▶ INSTRUCTIONS TO FOLLOW: Rewrite every line of the rows below, requests included, scaling each coordinate in the answers by 2.35 and rounding to whole numbers, with halves rounded up. Leave the pictures out of your answer.

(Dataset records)
========================================

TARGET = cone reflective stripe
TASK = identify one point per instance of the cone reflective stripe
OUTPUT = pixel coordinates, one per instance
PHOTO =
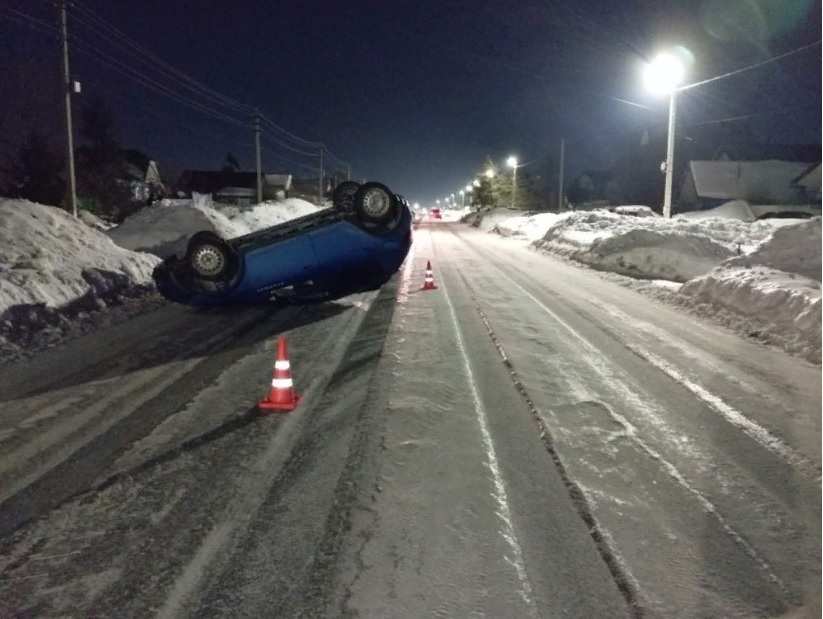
(428, 282)
(282, 396)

========================================

▶ RESULT FOR THIS TASK:
TARGET = cone reflective stripe
TASK = identify one point per instance of the cone reflective stripe
OUTPUT = pixel coordinates, one per instance
PHOTO =
(1006, 663)
(663, 931)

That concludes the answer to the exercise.